## Work to complete:
Scale the material from the line with "Please trace the outline of every instance of the red" up to and including the line with "POLYGON ((602 259, 476". Give only those lines again, requests included, with each pixel coordinate in the answers multiplied by 0.4 and rounded to a whole number (halves round up), and leave any numbers in the requests unchanged.

## Excerpted data:

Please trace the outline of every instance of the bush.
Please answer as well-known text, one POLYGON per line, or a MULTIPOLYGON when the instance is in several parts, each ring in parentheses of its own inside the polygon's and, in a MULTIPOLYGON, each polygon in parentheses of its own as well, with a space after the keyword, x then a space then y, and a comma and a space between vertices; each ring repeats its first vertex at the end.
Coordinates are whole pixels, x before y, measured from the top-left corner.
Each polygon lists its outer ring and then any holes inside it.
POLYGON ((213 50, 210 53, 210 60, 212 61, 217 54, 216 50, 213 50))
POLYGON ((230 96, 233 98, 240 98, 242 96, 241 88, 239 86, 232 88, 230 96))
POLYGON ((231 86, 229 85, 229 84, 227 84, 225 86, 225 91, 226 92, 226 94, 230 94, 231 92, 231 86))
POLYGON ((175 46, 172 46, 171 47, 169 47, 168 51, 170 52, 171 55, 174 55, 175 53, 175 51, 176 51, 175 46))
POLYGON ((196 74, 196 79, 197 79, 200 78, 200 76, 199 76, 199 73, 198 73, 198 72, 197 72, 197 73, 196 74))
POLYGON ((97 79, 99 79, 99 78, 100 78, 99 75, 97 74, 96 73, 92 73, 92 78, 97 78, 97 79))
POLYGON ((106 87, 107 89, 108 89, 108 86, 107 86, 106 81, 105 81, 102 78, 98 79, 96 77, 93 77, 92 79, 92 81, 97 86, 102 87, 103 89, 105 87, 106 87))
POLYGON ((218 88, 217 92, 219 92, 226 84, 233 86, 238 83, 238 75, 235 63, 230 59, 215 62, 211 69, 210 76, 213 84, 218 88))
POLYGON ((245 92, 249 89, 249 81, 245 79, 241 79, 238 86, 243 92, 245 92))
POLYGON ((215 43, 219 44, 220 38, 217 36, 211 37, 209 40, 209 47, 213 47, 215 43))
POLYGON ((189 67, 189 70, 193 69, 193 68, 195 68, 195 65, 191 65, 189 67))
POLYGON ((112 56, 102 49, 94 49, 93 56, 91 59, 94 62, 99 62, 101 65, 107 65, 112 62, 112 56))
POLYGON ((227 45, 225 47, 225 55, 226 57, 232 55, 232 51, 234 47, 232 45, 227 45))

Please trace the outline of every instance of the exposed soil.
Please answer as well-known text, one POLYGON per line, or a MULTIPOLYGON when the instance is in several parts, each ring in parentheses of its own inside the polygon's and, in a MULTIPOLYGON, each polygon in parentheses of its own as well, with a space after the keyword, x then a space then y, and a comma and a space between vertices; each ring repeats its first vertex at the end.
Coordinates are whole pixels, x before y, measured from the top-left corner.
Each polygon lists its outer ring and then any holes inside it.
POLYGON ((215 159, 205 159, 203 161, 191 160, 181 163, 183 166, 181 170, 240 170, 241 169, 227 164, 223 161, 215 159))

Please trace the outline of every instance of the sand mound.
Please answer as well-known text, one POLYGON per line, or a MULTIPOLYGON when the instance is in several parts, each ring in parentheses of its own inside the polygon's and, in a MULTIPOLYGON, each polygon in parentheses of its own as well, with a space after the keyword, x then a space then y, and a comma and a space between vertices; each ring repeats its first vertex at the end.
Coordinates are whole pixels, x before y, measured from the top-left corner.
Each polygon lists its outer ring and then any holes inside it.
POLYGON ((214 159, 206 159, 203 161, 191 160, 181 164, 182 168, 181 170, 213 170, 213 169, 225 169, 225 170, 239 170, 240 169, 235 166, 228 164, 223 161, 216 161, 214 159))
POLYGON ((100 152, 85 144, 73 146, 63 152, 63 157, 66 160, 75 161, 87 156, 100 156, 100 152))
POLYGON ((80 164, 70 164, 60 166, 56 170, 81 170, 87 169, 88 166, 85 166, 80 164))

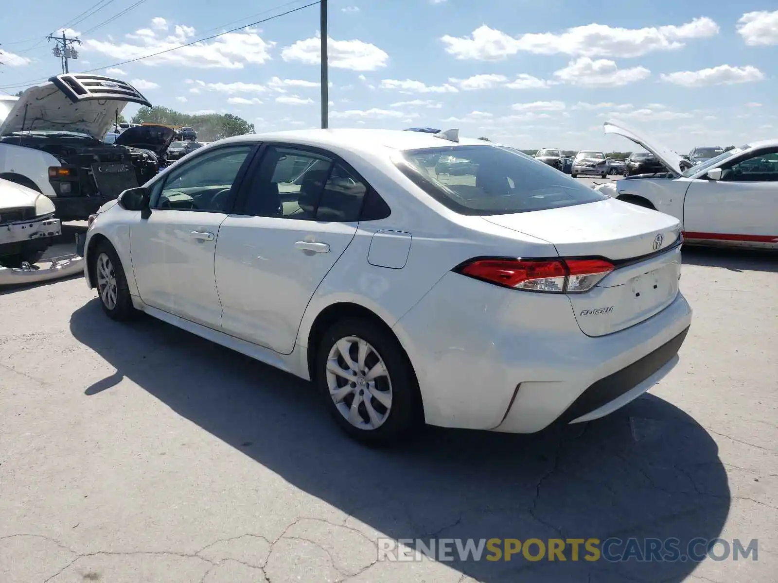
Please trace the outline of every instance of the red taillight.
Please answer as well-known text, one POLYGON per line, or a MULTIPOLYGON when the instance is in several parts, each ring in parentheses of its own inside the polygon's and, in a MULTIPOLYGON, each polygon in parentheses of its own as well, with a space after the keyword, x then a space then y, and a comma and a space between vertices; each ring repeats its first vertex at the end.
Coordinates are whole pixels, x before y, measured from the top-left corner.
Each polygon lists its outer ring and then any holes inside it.
POLYGON ((602 259, 476 259, 460 267, 463 275, 514 289, 580 293, 614 270, 602 259))

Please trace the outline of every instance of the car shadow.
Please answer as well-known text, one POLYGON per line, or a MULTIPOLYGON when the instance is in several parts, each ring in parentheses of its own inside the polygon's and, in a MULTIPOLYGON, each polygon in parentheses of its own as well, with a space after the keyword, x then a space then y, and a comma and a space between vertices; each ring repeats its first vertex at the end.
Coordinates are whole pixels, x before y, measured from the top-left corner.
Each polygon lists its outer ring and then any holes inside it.
POLYGON ((724 267, 731 271, 778 271, 778 251, 697 247, 685 245, 683 262, 689 265, 724 267))
MULTIPOLYGON (((86 387, 100 398, 127 378, 291 484, 396 540, 608 537, 715 539, 731 497, 708 433, 644 396, 587 424, 513 435, 429 428, 412 444, 346 438, 310 383, 149 317, 117 323, 97 299, 73 336, 116 369, 86 387)), ((478 389, 478 388, 474 388, 478 389)), ((619 546, 613 547, 618 550, 619 546)), ((535 551, 537 552, 537 551, 535 551)), ((455 560, 497 581, 683 581, 692 561, 455 560)), ((408 571, 410 572, 410 571, 408 571)))

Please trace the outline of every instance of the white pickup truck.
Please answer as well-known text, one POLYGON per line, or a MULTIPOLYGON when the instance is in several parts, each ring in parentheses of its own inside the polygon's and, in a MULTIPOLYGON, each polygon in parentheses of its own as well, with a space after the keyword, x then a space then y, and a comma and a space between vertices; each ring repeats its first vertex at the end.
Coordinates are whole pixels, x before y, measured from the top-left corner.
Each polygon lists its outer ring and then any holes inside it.
MULTIPOLYGON (((0 179, 47 197, 61 221, 86 220, 159 169, 175 131, 130 127, 103 139, 128 103, 151 103, 124 81, 65 74, 0 99, 0 179)), ((0 215, 2 214, 0 201, 0 215)))

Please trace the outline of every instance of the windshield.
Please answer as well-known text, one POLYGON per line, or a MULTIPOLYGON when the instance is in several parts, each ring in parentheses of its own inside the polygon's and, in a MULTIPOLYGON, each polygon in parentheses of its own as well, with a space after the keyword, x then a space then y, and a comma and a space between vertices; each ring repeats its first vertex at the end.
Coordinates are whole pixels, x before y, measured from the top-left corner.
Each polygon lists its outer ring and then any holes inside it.
POLYGON ((93 139, 89 134, 82 134, 79 131, 62 131, 61 130, 25 130, 24 131, 15 131, 12 135, 37 135, 37 136, 61 136, 62 138, 89 138, 93 139))
POLYGON ((408 150, 396 163, 427 194, 460 215, 527 212, 608 198, 539 160, 502 146, 408 150), (450 159, 441 159, 447 157, 450 159))
POLYGON ((601 152, 579 152, 576 155, 576 159, 580 160, 581 158, 594 158, 598 160, 605 160, 605 155, 601 152))
POLYGON ((692 158, 714 158, 724 151, 724 148, 696 148, 692 158))
POLYGON ((682 173, 682 176, 689 177, 694 174, 697 174, 700 172, 704 172, 705 170, 707 170, 709 168, 717 166, 720 162, 724 162, 727 158, 731 158, 734 156, 735 154, 739 154, 743 150, 747 150, 751 146, 746 144, 745 146, 741 146, 740 148, 734 148, 727 152, 722 152, 715 158, 711 158, 710 160, 706 160, 705 162, 700 164, 697 164, 696 166, 692 166, 691 168, 684 170, 682 173))

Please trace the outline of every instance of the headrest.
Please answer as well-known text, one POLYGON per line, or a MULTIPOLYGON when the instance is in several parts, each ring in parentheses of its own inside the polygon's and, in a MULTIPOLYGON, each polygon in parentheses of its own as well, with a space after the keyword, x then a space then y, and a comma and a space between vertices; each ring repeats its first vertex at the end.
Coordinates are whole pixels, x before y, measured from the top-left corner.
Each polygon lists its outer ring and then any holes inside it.
POLYGON ((307 215, 313 215, 319 204, 329 170, 311 170, 303 176, 297 204, 307 215))

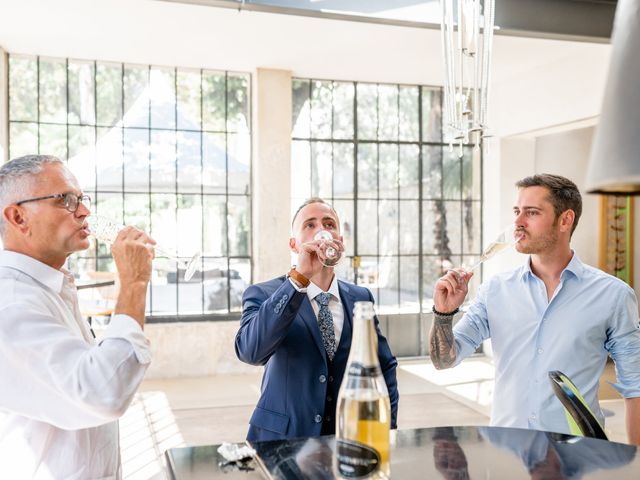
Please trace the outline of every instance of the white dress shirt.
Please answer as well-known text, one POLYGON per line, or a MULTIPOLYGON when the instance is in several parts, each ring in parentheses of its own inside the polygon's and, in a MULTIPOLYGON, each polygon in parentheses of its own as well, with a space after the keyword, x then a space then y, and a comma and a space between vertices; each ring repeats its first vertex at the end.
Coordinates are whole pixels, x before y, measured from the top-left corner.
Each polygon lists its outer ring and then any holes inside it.
POLYGON ((150 360, 127 315, 96 342, 68 271, 0 251, 0 478, 121 478, 117 419, 150 360))

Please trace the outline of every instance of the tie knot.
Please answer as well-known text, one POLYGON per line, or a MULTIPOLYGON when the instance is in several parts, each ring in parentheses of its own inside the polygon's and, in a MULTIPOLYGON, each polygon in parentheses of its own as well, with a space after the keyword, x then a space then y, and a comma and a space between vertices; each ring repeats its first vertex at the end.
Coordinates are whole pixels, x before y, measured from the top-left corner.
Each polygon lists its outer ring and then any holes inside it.
POLYGON ((331 298, 331 295, 327 292, 322 292, 319 293, 318 295, 316 295, 316 302, 318 302, 318 305, 321 305, 323 307, 326 307, 327 305, 329 305, 329 299, 331 298))

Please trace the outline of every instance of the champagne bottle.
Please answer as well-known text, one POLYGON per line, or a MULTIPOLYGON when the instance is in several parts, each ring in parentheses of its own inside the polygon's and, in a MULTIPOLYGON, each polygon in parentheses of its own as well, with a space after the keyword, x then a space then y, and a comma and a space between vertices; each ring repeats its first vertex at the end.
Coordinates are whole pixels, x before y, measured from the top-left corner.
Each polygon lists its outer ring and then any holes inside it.
POLYGON ((373 317, 373 303, 356 302, 336 415, 336 471, 345 479, 388 479, 390 475, 391 406, 373 317))

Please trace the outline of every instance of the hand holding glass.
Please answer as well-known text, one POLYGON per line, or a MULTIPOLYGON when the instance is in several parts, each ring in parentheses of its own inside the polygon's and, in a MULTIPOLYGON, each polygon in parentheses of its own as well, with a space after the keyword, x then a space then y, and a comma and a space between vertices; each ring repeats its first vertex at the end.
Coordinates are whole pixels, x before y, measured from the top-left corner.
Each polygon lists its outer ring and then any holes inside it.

## Output:
Please trace the outline of every instance of the red taillight.
Please answer as well-known text, one POLYGON per line, or a MULTIPOLYGON when the instance is in several parts, each ring in parentheses of its own inside the polygon's and, in a MULTIPOLYGON, each polygon in parentheses of its own as well, with a space after the keyword, x then a space then y, and a comma and a space between vertices; each ring repeats its first vertex at the end.
Coordinates are whole pixels, x before y, measured from the top-left corner.
Each polygon lists its outer ring and then any holes inside it.
POLYGON ((241 104, 190 104, 184 107, 185 110, 206 116, 232 117, 246 108, 241 104))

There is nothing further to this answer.